→ **Provided information**:
>>>

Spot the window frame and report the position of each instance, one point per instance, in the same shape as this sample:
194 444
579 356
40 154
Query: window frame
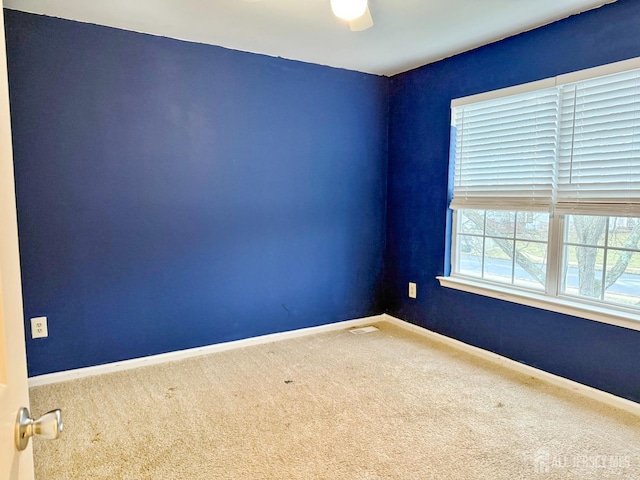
551 298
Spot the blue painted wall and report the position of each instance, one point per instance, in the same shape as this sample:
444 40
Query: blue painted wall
600 355
173 195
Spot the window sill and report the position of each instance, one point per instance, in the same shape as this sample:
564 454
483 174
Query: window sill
558 305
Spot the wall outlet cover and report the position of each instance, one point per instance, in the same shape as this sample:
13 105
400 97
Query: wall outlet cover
39 327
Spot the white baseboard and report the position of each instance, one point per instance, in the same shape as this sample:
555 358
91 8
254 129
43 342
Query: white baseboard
57 377
599 395
594 393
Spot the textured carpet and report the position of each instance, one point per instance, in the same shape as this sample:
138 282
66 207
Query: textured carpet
382 405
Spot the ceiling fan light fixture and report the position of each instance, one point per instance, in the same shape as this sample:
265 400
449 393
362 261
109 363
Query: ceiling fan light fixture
348 9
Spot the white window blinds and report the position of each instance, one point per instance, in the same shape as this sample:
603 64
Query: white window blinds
505 152
599 154
574 147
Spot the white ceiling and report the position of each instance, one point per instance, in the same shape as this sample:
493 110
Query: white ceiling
406 34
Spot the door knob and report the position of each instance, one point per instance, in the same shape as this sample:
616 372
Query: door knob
48 426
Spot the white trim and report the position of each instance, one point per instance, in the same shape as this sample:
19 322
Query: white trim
587 391
559 80
590 392
599 71
504 92
67 375
558 305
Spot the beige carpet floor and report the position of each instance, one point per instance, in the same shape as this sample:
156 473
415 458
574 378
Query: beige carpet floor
382 405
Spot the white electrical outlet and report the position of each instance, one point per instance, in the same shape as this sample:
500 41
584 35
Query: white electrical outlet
39 327
412 290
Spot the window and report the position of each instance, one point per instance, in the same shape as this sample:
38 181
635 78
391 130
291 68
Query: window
546 189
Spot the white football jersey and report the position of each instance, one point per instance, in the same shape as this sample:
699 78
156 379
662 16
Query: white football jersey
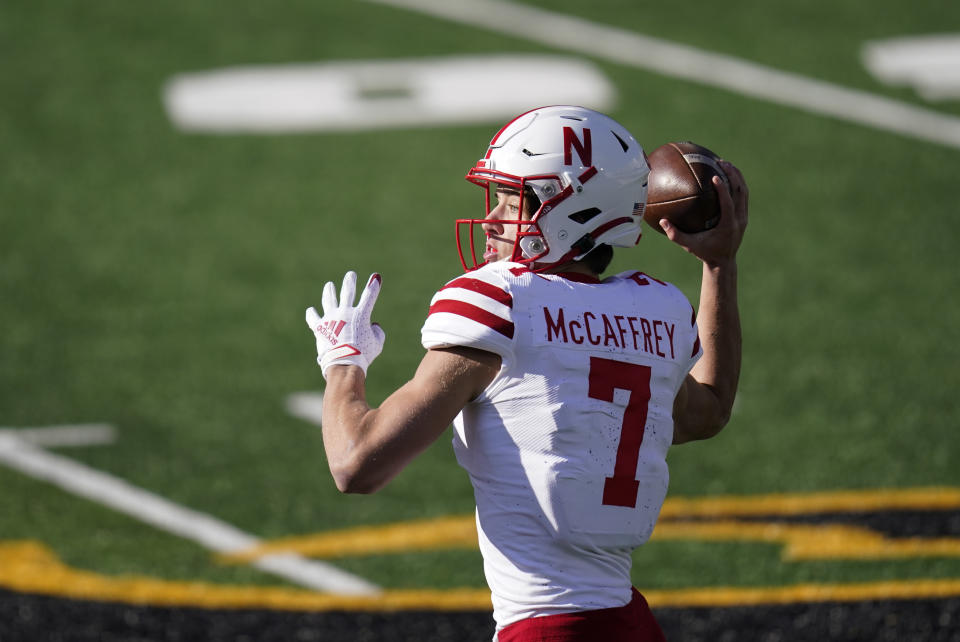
566 448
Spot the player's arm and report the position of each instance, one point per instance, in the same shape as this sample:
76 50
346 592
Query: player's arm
366 447
705 401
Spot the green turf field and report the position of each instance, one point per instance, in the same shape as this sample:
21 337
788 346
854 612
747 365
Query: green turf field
155 280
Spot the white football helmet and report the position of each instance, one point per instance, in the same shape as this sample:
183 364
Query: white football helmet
588 172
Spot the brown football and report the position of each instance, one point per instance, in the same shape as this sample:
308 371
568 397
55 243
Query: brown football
680 187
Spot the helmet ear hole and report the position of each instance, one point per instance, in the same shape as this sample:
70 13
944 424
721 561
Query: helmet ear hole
532 246
583 216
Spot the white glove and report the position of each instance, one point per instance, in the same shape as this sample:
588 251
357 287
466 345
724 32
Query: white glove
345 335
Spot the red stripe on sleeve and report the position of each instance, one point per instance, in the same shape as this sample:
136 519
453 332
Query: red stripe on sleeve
482 287
474 313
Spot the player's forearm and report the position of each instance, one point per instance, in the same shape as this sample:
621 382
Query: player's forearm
347 421
719 324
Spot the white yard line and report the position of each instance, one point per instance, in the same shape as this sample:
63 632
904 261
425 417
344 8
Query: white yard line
207 531
307 406
712 69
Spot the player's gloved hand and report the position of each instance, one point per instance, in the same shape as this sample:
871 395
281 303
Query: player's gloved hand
345 335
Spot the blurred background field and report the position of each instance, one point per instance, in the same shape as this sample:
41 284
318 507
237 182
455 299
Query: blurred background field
155 279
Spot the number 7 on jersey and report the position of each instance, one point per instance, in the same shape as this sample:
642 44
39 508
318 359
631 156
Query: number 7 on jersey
607 375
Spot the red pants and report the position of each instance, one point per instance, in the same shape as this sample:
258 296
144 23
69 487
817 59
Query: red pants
631 623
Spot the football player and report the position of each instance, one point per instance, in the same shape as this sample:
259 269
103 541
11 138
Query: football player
565 390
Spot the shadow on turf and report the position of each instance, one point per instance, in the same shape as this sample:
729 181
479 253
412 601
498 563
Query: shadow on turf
36 618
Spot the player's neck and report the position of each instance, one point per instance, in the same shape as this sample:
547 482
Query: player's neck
573 267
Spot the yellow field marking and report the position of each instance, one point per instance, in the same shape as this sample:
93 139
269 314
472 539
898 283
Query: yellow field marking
801 541
934 498
807 543
803 593
30 567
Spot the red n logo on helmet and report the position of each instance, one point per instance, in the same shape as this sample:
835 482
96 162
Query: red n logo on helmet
584 148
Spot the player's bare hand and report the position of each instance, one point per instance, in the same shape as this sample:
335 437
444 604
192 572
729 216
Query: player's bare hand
719 245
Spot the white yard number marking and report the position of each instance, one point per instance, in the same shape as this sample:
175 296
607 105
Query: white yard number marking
361 95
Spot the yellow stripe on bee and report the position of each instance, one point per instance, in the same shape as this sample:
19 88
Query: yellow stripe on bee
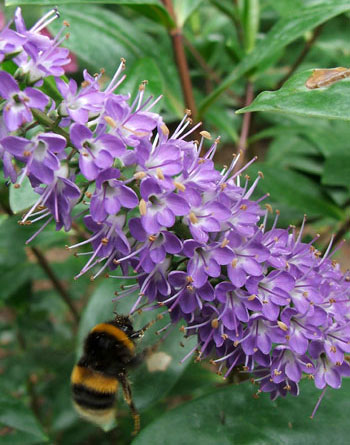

<<<

Could the lines above be copied out exactly, with no image carried over?

→ **Result of the exercise**:
Spot the window frame and report the position of each instance, one point per instance, in the same shape as this sample:
194 444
579 356
40 154
Query: window frame
551 298
Spot the blue painted wall and report the position of each instance, one point per instance, in the same shape as this sample:
444 40
Query: blue painted wall
600 355
173 195
Spot the window sill and report the position of each instance, one point per instance, in the same shape as this sample:
564 454
483 174
Query: window sill
558 305
Spot the wall outlet cover and report the position of each instance, one point per instance, in the same shape as this sample:
13 105
400 97
Query: wall outlet cover
39 327
Spot the white baseboard and report the position of each instance, one point per instance, in the same shape as this sample:
555 358
91 8
254 129
43 342
Query: white baseboard
57 377
599 395
594 393
Spot the textured carpet and report the position of each instance, one point per instance, in the same shape as this sample:
138 282
66 207
Query: textured carpet
382 405
Spot the ceiling fan light fixture and report the position of each instance, one point per instance, in the same shape as this sample:
265 400
449 393
362 261
109 363
Query: ceiling fan light fixture
348 9
Spot the white window blinds and report the position of each instance, one point per instance, in the same shape as this sample:
603 64
Query: white window blinds
505 152
599 154
574 147
Spot the white ceiling and report the position of each instance, one point per instance, in the same shape as this sample:
493 110
Query: white ceiling
406 34
Spot the door knob and report the position of each instance, one point per instance, in the same shape as this sample:
616 372
Query: door knob
48 426
Spot the white trim and report the position of each instance, one point per instance, in the same shape as this sample:
19 322
Query: white trim
587 391
559 80
590 392
599 71
504 92
67 375
558 305
Spot the beige carpet floor and report the position of each instance, one point per instance, in the same shape as this sample:
156 473
415 458
574 378
Query: beige carpet floor
382 405
Spot the white electrical outlet and report the position of each instance, one point per instance, in the same shape as this sample:
500 41
584 35
Query: white electrical outlet
39 327
412 290
Spot the window and report the position of each instance, one point per instance, in the same shape as this sample:
38 181
635 78
391 130
291 68
Query: window
546 189
Spot the white football jersey and report the position of each instance, one point per instance, in the same shape as this sample:
699 78
156 379
662 16
Query: white football jersey
566 448
Spot the player's arm and report the position of each instance, one point per instance, in the same shape as this sample:
76 50
346 592
Query: player's arm
366 447
705 401
Spot the green turf field and report the position of each instance, one point per instance, in the same shape as this sample:
21 337
788 346
854 612
747 365
Query: green turf field
155 280
Spot the white football helmet and report the position of each instance, one point per instance, in the same shape as this sample:
183 364
Query: white football helmet
588 172
Spot the brown football and report the position of each instance, one point per instance, in the same shape as this sample:
308 371
568 397
55 243
Query: brown football
680 187
Spot the helmet ear hole and report the position of each instance, one point per instance, in the same shape as this sample:
70 13
944 424
721 561
Query: helmet ear hole
532 246
583 216
Spot the white glove and report the position of each instance, one point per instance, in the same shape as this sample:
588 251
357 287
466 345
724 32
Query: white glove
345 335
Spot the red stripe on sleeve and report the position of each instance, one point per instance, in the same shape as this sample:
136 519
453 332
Query: red stripe on sleeve
482 287
474 313
Spot the player's forearm and report the position of each instance, one point per instance, in the same shape as this sample:
621 382
Query: player's forearm
347 421
719 324
Spot the white yard line and report the position of each instance, one point per instance, in the same shape as this sample:
63 632
904 261
425 417
344 8
Query: white yard line
207 531
307 406
712 69
Spot the player's gloved hand and report the position of each instance, one point per instance, in the same shape as this sample:
871 395
281 303
Query: player's gloved hand
345 335
Spot the blurred background field and report the position of each instance, one point per instance, in the same shape as this sample:
41 284
318 507
237 182
455 299
Query: blurred background field
155 279
Spot the number 7 on jersey and report the position of each instance, one point per instance, in the same shape as this sample:
642 44
39 508
318 359
631 156
Query: number 7 on jersey
607 375
Spot the red pants and report the position of each instance, one point per instance, in the same shape as this sample:
258 296
144 23
69 487
817 59
Query: red pants
631 623
Spot the football player and report the position of each instance, one point per instance, in the same shape as this sample:
259 269
103 541
11 138
Query: football player
565 390
Spot the shadow on turf and report the position of each instance, one point per instance, in the same shape as this sample:
729 181
479 253
412 601
498 563
Query: shadow on turf
36 618
Spot the player's neck and report the position of each instance, one point per instance, in the same shape as this sample:
547 482
Query: player's neck
573 267
Spot the yellow field marking and report the position of each instance, one point per instance, in the same shape as this sample:
93 139
269 314
472 539
898 283
Query: yellow field marking
801 541
934 498
807 543
803 593
30 567
Spot the red n logo on helmet and report the position of each instance, one point per instance, in the same shape as this sample:
835 482
96 162
Query: red n logo on helmet
584 148
Spot the player's bare hand and report the position of each instance, one point per instance, in the same shape as this sample:
335 437
444 604
192 572
729 216
Query: player's bare hand
719 245
Spot the white yard number marking and report the position of each instance, one point per instance, in the same shape as this sample:
175 296
607 105
Query: white yard number marking
361 95
Spot the yellow stripe on bee and report the position of each instance, one point per instance, in the same shape as this sample:
19 88
Query: yellow stripe on bee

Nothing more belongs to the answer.